** Opening DATASET ENTRIES block **

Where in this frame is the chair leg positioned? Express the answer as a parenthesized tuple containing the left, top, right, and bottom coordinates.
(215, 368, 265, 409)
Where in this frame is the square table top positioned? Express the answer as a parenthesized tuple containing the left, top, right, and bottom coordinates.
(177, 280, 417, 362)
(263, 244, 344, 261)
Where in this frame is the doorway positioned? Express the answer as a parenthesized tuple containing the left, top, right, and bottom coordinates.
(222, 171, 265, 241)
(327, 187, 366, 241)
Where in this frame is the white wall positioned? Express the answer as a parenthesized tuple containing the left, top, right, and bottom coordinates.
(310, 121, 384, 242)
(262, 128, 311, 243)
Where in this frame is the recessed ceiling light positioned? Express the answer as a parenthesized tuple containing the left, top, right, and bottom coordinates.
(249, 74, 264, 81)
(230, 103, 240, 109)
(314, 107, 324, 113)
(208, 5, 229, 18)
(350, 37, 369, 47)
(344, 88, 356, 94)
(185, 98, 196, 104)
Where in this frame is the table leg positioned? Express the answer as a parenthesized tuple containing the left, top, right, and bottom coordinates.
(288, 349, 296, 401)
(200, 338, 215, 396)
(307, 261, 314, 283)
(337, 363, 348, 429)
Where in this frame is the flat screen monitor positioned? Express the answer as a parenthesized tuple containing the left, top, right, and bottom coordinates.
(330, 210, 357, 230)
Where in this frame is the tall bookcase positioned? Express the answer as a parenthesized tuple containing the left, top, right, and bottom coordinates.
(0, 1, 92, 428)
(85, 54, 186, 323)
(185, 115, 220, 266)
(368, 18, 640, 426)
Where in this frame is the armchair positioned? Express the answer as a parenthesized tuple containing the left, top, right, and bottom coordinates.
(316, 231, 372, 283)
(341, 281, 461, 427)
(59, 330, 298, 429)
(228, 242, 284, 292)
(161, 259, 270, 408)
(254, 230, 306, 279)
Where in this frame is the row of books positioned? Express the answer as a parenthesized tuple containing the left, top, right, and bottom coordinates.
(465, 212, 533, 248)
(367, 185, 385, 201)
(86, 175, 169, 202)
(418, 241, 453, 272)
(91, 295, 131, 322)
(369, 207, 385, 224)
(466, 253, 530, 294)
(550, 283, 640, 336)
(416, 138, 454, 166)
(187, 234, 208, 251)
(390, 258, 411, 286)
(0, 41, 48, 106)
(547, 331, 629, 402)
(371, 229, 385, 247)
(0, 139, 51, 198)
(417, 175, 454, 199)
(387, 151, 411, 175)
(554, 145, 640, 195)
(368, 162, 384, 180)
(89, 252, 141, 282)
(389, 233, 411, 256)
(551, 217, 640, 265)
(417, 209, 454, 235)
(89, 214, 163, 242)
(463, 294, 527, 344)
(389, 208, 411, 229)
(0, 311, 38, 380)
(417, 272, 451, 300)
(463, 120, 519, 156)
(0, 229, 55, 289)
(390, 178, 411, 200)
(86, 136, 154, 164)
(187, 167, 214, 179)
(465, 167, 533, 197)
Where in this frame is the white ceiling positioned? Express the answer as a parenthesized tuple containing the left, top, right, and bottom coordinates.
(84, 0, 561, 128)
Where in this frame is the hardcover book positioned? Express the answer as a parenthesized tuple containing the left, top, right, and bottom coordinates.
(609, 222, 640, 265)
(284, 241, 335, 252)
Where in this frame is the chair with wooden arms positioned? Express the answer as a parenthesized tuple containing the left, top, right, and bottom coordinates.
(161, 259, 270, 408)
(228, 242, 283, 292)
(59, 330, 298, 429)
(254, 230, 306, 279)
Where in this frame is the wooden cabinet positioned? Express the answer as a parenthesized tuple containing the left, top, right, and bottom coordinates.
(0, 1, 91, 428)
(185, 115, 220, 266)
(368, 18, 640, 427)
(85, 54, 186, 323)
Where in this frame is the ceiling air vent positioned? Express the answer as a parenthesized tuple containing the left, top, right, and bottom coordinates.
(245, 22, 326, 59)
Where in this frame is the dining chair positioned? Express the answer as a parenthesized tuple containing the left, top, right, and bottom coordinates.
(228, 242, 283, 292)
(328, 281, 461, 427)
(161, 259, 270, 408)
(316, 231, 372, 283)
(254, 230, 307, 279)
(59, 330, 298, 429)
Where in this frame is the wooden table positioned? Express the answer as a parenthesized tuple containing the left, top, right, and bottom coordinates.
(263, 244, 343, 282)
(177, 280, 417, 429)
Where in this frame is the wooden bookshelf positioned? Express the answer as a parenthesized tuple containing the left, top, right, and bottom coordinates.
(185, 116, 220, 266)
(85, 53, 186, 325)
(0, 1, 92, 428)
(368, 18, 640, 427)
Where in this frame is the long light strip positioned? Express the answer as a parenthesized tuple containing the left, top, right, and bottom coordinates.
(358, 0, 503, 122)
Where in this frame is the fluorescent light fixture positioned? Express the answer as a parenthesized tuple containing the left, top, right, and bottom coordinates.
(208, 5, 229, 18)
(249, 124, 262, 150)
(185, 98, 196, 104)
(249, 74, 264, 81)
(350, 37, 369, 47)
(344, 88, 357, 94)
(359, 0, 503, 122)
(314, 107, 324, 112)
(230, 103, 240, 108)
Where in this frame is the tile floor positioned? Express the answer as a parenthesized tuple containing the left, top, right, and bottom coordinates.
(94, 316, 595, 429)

** Closing DATASET ENTRIES block **
** Opening DATASET ENTRIES block **

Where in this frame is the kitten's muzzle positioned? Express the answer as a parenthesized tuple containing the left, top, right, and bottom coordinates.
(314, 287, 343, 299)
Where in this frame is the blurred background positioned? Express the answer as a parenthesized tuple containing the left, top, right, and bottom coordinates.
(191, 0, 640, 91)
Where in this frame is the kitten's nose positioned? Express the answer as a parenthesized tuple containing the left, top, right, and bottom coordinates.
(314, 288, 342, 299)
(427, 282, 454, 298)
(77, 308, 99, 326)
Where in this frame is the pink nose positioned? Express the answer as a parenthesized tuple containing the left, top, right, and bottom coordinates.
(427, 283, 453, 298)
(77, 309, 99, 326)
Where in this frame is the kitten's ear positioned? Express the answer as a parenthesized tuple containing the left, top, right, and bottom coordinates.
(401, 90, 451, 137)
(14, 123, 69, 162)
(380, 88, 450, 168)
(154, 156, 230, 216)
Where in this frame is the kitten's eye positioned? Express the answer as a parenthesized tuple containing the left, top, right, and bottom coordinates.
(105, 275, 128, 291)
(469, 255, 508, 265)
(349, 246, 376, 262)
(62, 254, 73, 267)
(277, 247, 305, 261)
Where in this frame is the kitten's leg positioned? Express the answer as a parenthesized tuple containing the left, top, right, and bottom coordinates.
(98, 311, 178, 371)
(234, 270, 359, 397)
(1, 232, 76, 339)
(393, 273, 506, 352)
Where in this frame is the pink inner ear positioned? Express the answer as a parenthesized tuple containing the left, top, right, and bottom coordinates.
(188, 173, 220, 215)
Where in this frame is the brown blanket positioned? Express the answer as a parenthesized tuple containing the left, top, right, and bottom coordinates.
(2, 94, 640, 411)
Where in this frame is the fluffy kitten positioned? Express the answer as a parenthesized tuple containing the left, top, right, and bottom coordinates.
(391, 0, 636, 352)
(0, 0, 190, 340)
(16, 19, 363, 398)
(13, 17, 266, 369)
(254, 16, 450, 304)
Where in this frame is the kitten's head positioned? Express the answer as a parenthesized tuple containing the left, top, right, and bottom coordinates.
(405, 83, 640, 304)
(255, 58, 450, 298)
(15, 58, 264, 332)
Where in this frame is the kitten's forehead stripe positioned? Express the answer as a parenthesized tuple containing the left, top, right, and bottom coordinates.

** Closing DATASET ENTRIES block **

→ **EXERCISE OBJECTIVE**
Copy out each line of the data above, exactly, if it lies between the line holding "Where in this frame is the kitten's head" and the line holding "Where in this frame is the kitten's forehead", inclusive; copy no other line.

→ **PROBLEM SOLUTION**
Where in this frame is the kitten's head positioned? Express the answer as a parenthesized tuple containing the left, top, right, and bottom coordinates.
(405, 83, 640, 304)
(255, 58, 450, 298)
(15, 58, 264, 332)
Where in this frame is the kitten's forehead stripe positioned? Express the answer as a parenthesized tuple containing the left, top, right, and bottom coordinates.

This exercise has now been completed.